When Gary Gygax and Dave Arneson cooked up a little booklet of rules in 1974 for simulating knights battling goblins, they probably didn't realize that they were forging a cultural icon. This was before these boys up north from the frozen lands of Wisconsin and Minnesota decided to sue each other, before they almost went bankrupt, before Wizards of the Coast bought their company and turned it into something glossy and almost mainstream, before Hasbro acquired Wizards and turned the whole thing into a well-oiled corporate product. Before "D&D" was cool, it was just a couple of guys who wanted a framework for pretending to be something other than middle-aged dudes who collected metal miniatures.

What they were really doing was assembling the raw material of nerd culture into something that could be carried into the mainstream.

"When we look at our player base and beyond into our fan base, we see 24 million people in the U.S. 13 to 45 (years old) who played 'D&D' at one point," says "D&D" brand director Liz Schuh. "They might not play any longer, but think fondly of the franchise."

That's how "D&D" went from being something that kids in black trench coats played at school to being something that manly men like Hollywood hunk Vin Diesel and baseball superstar Kurt Schilling happily admit to enjoying. At a critical point in history, geek culture fused with pop culture to create a modern world that seems oddly like the fantasy-reality fusion of a William Gibson novel.

THE PROBLEM: Resume the article on the history of "D&D" right after its last sentence. The items have no connection to the Dungeons & Dragons article.

PROVIDED DATA:
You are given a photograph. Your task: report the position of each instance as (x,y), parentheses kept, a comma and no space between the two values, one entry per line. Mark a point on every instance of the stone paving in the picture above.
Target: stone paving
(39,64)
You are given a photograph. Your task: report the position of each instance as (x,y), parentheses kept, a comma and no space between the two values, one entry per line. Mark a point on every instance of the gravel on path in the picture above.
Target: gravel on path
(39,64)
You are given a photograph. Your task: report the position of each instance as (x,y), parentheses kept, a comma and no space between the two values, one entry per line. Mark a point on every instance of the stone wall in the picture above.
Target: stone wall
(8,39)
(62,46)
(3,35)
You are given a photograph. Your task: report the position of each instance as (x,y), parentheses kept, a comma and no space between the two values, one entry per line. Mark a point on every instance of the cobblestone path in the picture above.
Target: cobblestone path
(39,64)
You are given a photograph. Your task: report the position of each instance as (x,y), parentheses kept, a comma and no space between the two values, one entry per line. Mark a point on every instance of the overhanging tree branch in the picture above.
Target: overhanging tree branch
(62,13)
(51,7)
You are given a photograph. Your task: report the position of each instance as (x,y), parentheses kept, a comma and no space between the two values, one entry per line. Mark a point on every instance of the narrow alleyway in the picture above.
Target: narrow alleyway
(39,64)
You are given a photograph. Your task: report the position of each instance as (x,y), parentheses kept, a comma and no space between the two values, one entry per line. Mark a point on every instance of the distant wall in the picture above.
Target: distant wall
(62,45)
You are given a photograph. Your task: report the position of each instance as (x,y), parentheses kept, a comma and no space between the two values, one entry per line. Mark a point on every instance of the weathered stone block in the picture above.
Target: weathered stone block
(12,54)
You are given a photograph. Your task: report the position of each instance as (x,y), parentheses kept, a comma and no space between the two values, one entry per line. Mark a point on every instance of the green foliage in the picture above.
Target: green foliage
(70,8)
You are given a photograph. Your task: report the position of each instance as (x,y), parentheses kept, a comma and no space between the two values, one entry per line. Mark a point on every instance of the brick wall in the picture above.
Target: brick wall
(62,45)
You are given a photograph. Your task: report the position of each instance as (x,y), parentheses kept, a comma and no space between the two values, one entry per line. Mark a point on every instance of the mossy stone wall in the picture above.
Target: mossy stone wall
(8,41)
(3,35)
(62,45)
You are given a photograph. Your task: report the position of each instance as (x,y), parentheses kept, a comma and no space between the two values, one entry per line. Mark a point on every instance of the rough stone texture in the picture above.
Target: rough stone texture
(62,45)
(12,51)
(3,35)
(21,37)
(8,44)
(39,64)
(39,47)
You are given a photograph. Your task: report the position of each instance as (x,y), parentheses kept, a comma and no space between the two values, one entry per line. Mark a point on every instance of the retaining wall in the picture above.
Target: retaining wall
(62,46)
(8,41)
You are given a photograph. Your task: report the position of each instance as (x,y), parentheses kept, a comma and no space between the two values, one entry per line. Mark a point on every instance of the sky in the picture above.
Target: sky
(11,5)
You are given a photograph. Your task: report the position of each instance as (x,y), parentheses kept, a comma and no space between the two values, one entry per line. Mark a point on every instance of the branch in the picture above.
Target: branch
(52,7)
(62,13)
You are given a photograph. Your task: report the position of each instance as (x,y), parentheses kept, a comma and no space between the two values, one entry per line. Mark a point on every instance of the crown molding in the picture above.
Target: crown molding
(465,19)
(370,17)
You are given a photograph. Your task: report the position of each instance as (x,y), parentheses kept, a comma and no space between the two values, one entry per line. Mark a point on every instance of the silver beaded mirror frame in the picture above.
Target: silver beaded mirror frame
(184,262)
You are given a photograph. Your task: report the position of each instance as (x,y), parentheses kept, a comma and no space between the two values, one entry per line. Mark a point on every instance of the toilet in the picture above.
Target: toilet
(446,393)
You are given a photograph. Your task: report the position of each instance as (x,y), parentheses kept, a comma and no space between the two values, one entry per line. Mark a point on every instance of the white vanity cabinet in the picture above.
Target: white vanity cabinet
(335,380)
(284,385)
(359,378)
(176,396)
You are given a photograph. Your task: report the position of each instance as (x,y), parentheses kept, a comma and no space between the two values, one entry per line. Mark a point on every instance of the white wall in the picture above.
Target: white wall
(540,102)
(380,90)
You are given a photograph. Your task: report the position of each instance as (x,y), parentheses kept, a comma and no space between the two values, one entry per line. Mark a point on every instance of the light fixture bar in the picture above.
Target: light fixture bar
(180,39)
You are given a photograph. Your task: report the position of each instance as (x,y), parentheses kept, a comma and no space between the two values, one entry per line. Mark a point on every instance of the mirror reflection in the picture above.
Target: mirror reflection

RESULT OF THIS EXERCISE:
Maybe there was something in the air during the early '70s. Maybe it was historically inevitable. But it seems way more than convenient coincidence that Gygax and Arneson got their first packet of rules for "D&D" out the door in 1974, the same year Nolan Bushnell managed to cobble together a little arcade machine called "Pong."

We've never had fun quite the same way since.

Looking back, these two events set the today's world of gaming into motion -- the Romulus and Remus of modern game civilization. For the rest of forever, we would sit around and argue whether games should let us do more or tell us better stories. "Pong" never tried to put you in the role of an international athlete competing for cultural pride and a chance at that hot Swedish tennis player in the Olympic dorm next door. The story behind "Pong" didn't matter. And "D&D" players never quibbled about the game rules, because everyone knew the Dungeon Master would just summon some super kobold with a halberd and put everyone, and the story, back in their place.

Rules and stories would struggle for the soul of games ever after.

The funny thing is, we keep talking about games as systems of rules as if "Pong" were the rib of Adam from which all gaming life sprung. And in the process we sort of forgot about D&D.

But D&D never forgot about us.

If you were to randomly pick two influential titles out of the history of videogames and you ended up with "Akalabeth: World of Doom" and "Quake," you'd be very lucky -- since you'd have plucked two games that have their roots in "D&D." Richard Garriott's prototypical dungeon-crawler "Akalabeth" was his effort to hybridize his fascination with "D&D" and computers into an alchemical combination that would birth the computer role-playing game as we know it today. And "Quake" turns out to be the name of John Romero's "D&D" character, and the cult of multiplayer action that it spawned was a short 20-sided die roll away from the group fun of every dungeon party to venture into the mists of a "D&D" adventure.

"We saw a resurgence of interest in the game when the 'Lord of the Rings' movies came out," points out Schuh. "We also see people come in that have been reading fantasy novels, and some come in from digital gaming. We see people that play 'World of Warcraft' and say, 'Wow, this is really fun!' And then they come to the role-playing game, because it provides them even more choices as a player."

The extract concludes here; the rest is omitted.